Von Stephen Wilmot

NEW YORK (Dow Jones)--Für Investoren in die E-Mobilität waren es enttäuschende Monate. Sie litten unter der schwindenden Hoffnung, dass Elektrofahrzeuge die etablierte Ordnung der Automarken aufrütteln würden. Das bedeutet aber nicht, dass die Giganten des Verbrennungsmotors sich nun entspannen können.

In den vergangenen Monaten haben die Aktien von Unternehmen, die seit Jahrzehnten Autos herstellen, die Aktien von Start-ups überholt. Im Durchschnitt sind die Aktien der 17 größten nicht-chinesischen etablierten Unternehmen über drei Monate um etwa 11 Prozent gestiegen, angeführt von einem 36-prozentigen Anstieg der Vorzugsaktien von Volkswagen. Im gleichen Zeitraum sind die Aktien von 19 Elektroauto-Spezialisten um 15 Prozent gefallen, darunter ein Rückgang von 12 Prozent für Tesla. Dies gilt trotz einer Erholung in den vergangenen zwei Wochen, einschließlich einiger großer Gewinne zu dieser Wochenmitte.

Die bessere Kursentwicklung der Old-School-Automobilaktien spiegelt teilweise eine breitere Rotation des Aktienmarktes hin zu "Substanz"-Werten wider, die als Nutznießer der Inflation und höherer Zinssätze angesehen werden. So geht die Tendenz weg von spekulativeren Unternehmen, die zuvor sehr gut abgeschnitten haben. Mathematisch gesehen verlagern steigende Zinsen den Fokus typischer Bewertungsmodelle auf Gewinne in der nahen Zukunft und das ist die starke Seite der traditionellen Autobauer.

Über ein Jahr hinweg haben viele Elektroauto-Hersteller oder solche, die es werden wollen, immer noch spektakuläre Kursgewinne erzielt. Der Wert von Tesla hat sich fast vervierfacht. Viele gewannen an Wert, aber nicht alle. Canoo, ein kalifornisches Startup, das Ende 2020 über eine Zweckgesellschaft an die Börse ging, wird immer noch unter dem Startpreis von 10 US-Dollar gehandelt, nachdem es die Investoren mit weitreichenden Änderungen an seinem Geschäftsmodell überrascht hat.

Die bessere Kursentwicklung der etablierten Unternehmen ergibt auch im Hinblick auf die Dynamik in der Fahrzeugproduktion Sinn. Der Wert der Skalierung - ein wichtiges Merkmal der Autoindustrie des 20. Jahrhunderts, das einst beim Übergang zu Elektroautos verwundbar schien - setzt sich wieder durch.

Nehmen Sie den Wettlauf um erschwingliche Batterien für Elektrofahrzeuge. Im Mai war Ford der letzte große Automobilhersteller, der eine Partnerschaft mit einem Zulieferer für die Zellproduktion einging. Bei diesen milliardenschweren Investitionen geht es darum, mehr Kontrolle über eine Ressource zu erlangen, die bei Einführung von Elektroautos zu einem knappen Gut werden könnte, und die Batteriekosten besser in den Griff zu bekommen. Wenn sich die Investitionen auszahlen, werden sie die Position der großen etablierten Unternehmen stärken, die es sich leisten können - Toyota, Volkswagen und General Motors - sowie Tesla, dessen Pionierrolle in der Elektroauto-Revolution und übergroßer Marktwert es in eine einzigartige Position bringen.

[Quelldaten]
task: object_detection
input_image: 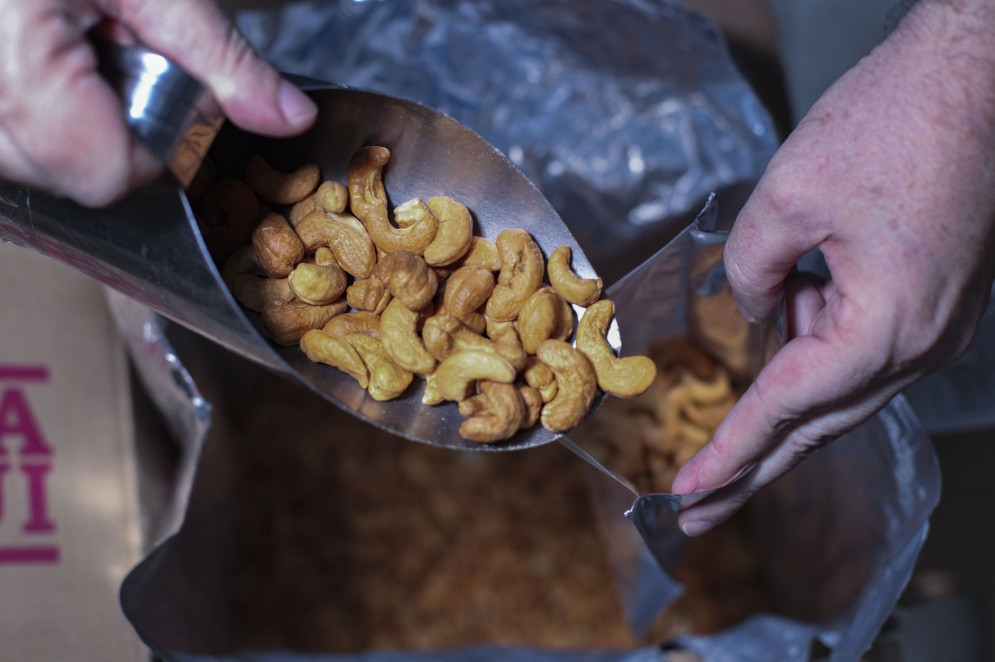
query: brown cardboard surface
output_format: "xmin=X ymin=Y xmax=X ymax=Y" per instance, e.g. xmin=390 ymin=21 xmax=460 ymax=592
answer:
xmin=0 ymin=244 xmax=148 ymax=662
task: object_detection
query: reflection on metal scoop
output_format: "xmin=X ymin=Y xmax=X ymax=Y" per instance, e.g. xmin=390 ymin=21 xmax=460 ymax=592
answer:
xmin=0 ymin=40 xmax=617 ymax=450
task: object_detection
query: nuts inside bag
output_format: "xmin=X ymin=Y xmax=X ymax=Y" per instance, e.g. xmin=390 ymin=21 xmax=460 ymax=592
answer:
xmin=191 ymin=146 xmax=656 ymax=444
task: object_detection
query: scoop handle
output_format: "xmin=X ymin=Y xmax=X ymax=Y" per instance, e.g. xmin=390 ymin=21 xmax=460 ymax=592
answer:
xmin=94 ymin=38 xmax=224 ymax=186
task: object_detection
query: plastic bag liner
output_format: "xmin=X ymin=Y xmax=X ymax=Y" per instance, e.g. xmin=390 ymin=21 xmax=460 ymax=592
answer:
xmin=111 ymin=0 xmax=939 ymax=662
xmin=564 ymin=200 xmax=940 ymax=662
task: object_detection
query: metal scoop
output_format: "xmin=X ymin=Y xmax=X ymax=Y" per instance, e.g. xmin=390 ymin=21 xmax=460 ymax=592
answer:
xmin=0 ymin=40 xmax=617 ymax=450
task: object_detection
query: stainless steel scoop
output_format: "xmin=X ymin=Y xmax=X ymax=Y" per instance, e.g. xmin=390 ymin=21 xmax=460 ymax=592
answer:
xmin=0 ymin=41 xmax=617 ymax=450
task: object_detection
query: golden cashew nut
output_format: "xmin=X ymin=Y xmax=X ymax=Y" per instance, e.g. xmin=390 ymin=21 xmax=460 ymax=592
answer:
xmin=301 ymin=329 xmax=370 ymax=389
xmin=322 ymin=310 xmax=380 ymax=338
xmin=455 ymin=236 xmax=501 ymax=272
xmin=536 ymin=338 xmax=598 ymax=432
xmin=252 ymin=213 xmax=304 ymax=278
xmin=380 ymin=299 xmax=435 ymax=377
xmin=517 ymin=287 xmax=574 ymax=354
xmin=442 ymin=266 xmax=494 ymax=333
xmin=484 ymin=228 xmax=546 ymax=322
xmin=425 ymin=195 xmax=473 ymax=266
xmin=287 ymin=248 xmax=347 ymax=306
xmin=245 ymin=154 xmax=321 ymax=205
xmin=577 ymin=299 xmax=656 ymax=398
xmin=345 ymin=333 xmax=414 ymax=401
xmin=546 ymin=246 xmax=603 ymax=306
xmin=349 ymin=146 xmax=439 ymax=255
xmin=422 ymin=349 xmax=518 ymax=404
xmin=460 ymin=380 xmax=527 ymax=444
xmin=295 ymin=210 xmax=377 ymax=278
xmin=260 ymin=299 xmax=349 ymax=346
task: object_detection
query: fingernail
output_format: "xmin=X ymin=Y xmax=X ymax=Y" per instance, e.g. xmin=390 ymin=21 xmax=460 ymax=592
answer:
xmin=681 ymin=520 xmax=712 ymax=538
xmin=277 ymin=80 xmax=318 ymax=126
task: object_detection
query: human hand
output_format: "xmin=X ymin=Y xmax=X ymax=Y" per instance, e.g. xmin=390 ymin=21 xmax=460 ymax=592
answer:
xmin=672 ymin=0 xmax=995 ymax=535
xmin=0 ymin=0 xmax=316 ymax=206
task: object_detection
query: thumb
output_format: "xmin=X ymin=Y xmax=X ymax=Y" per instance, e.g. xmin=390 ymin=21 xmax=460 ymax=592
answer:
xmin=120 ymin=0 xmax=317 ymax=136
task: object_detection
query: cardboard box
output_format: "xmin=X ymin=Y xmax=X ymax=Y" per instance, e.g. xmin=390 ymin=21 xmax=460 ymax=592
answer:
xmin=0 ymin=244 xmax=149 ymax=662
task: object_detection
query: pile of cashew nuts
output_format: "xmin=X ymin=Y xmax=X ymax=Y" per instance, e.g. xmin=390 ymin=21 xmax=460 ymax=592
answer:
xmin=195 ymin=146 xmax=656 ymax=443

## Aufgaben
1. Nennen Sie der Reihe nach alle Prozentwerte, die im Text zu E-Auto-Aktien vorkommen.
2. Schreiben Sie aus dem Text zu E-Auto-Aktien die Stelle ab, die bei "Über ein Jahr" anfängt und bei "Geschäftsmodell überrascht hat." aufhört.

## Lösungen
1. 11 Prozent, 36 Prozent, 15 Prozent, 12 Prozent

2.
Über ein Jahr hinweg haben viele Elektroauto-Hersteller oder solche, die es werden wollen, immer noch spektakuläre Kursgewinne erzielt. Der Wert von Tesla hat sich fast vervierfacht. Viele gewannen an Wert, aber nicht alle. Canoo, ein kalifornisches Startup, das Ende 2020 über eine Zweckgesellschaft an die Börse ging, wird immer noch unter dem Startpreis von 10 US-Dollar gehandelt, nachdem es die Investoren mit weitreichenden Änderungen an seinem Geschäftsmodell überrascht hat.